_REQUIREMENT_: Please take the records that follow and repeat exactly the lines starting with the line with "For this dataset, tag each instance of the concrete" and going on through the line with "For this dataset, tag each instance of the goalpost".

_EXTRACTED RECORDS_:
○ ○ ○ ○ ○
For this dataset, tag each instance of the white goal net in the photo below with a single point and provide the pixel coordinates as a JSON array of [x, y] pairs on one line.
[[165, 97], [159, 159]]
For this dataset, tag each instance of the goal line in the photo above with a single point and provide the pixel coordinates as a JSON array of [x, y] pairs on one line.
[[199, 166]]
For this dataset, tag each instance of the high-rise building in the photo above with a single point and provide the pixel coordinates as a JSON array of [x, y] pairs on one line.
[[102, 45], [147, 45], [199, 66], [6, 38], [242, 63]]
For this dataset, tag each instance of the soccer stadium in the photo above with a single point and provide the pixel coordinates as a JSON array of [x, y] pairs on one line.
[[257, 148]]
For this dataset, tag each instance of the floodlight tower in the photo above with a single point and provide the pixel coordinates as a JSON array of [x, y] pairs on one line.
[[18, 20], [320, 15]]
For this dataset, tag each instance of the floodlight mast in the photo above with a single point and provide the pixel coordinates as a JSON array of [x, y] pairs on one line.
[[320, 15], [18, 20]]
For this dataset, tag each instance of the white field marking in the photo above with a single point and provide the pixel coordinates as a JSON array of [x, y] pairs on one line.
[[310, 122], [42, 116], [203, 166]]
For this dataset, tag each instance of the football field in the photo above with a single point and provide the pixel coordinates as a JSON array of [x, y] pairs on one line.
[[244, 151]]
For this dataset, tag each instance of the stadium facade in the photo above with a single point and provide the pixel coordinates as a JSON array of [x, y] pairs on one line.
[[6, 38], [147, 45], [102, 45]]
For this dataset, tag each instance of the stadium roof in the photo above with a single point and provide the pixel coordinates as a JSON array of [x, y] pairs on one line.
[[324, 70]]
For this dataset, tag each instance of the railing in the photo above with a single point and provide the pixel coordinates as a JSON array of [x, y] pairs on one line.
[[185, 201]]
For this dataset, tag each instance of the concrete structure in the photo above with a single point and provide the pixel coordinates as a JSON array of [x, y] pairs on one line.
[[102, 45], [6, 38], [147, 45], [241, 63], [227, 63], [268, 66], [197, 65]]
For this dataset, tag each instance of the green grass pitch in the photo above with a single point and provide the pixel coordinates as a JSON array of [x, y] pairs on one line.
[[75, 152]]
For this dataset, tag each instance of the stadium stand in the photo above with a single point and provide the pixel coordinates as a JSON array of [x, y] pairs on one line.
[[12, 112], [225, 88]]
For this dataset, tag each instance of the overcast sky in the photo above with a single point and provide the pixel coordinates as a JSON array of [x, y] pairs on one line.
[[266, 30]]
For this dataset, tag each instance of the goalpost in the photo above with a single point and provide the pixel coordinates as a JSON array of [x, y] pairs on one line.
○ ○ ○ ○ ○
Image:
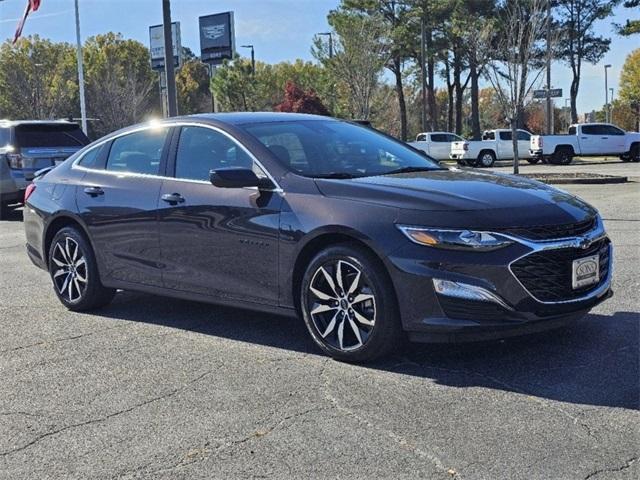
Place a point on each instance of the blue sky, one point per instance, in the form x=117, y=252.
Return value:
○ ○ ○ ○ ○
_RESPONSE_:
For this dataset, tag each instance of the concrete structure in the photo above with a single point and provide the pixel coordinates as a JSON array of [x, y] pairs on one line.
[[102, 45], [6, 38], [147, 45], [241, 63], [227, 63], [268, 66], [197, 65]]
For this dataset, tag each instance of the green grass pitch in the photo above with a single point and provide the pixel coordinates as a JSON array of [x, y] pairs on one line.
[[75, 152]]
For this dataset, tag each instance of the stadium stand in the photo above with a single point and provide the pixel coordinates as a JSON array of [x, y] pairs on one line.
[[12, 112], [225, 88]]
For this dataset, tag each instance of the overcast sky in the photo above with a single point and provide the pixel coordinates as a JSON array of [x, y] pairs on one line.
[[266, 30]]
For this dataset, tag each instance of the goalpost in the photo above with a single point and provide the pixel coordinates as a JSON array of [x, y] pairs on one line.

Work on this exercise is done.